# Task statement
Return the entries exactly. Images are not part of the copy.

# Records for this exercise
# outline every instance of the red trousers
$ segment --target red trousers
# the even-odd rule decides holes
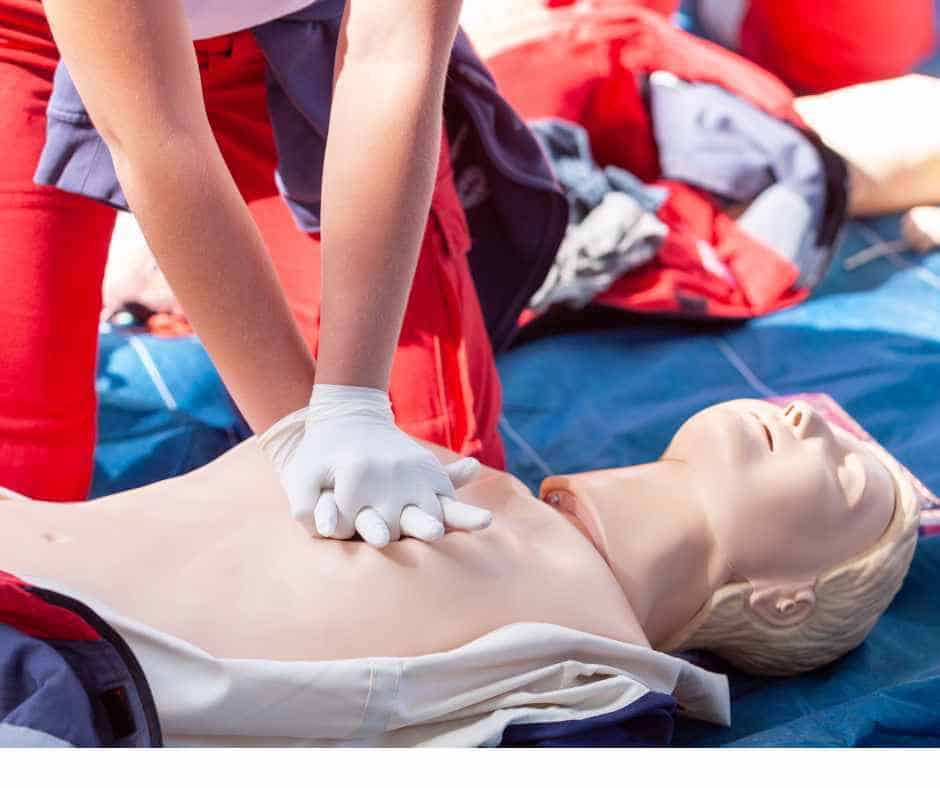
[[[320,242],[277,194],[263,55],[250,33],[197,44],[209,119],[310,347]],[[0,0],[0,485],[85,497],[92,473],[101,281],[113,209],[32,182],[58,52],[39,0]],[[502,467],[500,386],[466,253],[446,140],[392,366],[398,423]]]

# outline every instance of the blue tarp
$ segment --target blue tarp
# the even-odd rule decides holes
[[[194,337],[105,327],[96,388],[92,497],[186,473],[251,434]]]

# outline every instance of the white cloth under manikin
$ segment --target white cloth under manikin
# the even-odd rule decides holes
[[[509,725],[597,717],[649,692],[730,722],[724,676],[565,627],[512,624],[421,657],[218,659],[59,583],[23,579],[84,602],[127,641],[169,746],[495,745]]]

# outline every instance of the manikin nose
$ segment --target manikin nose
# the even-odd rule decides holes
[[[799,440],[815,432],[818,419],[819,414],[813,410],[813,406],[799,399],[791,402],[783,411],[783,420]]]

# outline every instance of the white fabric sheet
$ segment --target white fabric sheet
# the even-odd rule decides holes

# Solution to this exercise
# outline every instance of the red trousers
$ segment --target red trousers
# the even-odd rule decides holes
[[[320,242],[277,194],[263,55],[250,33],[197,44],[209,119],[310,347]],[[0,0],[0,485],[85,497],[92,473],[101,281],[113,209],[32,182],[58,52],[39,0]],[[502,467],[500,386],[466,253],[446,140],[392,366],[398,423]]]

# outline every instance of the blue tarp
$ segment --target blue tarp
# the even-odd rule decides holes
[[[194,337],[105,327],[96,388],[92,497],[186,473],[251,434]]]

# outline every instance of the white cloth under manikin
$ segment --target white cloth under manikin
# the even-odd rule decides holes
[[[509,725],[597,717],[649,692],[730,722],[724,676],[565,627],[512,624],[421,657],[218,659],[59,583],[23,579],[84,602],[127,641],[169,746],[495,745]]]

# outline every instance of the manikin nose
$ segment --target manikin nose
# the even-odd rule decides holes
[[[799,440],[815,432],[818,419],[819,414],[813,410],[813,406],[799,399],[791,402],[783,411],[783,420]]]

# outline every instance of the white fabric sheet
$ segment --target white fabric sheet
# the even-odd rule decides holes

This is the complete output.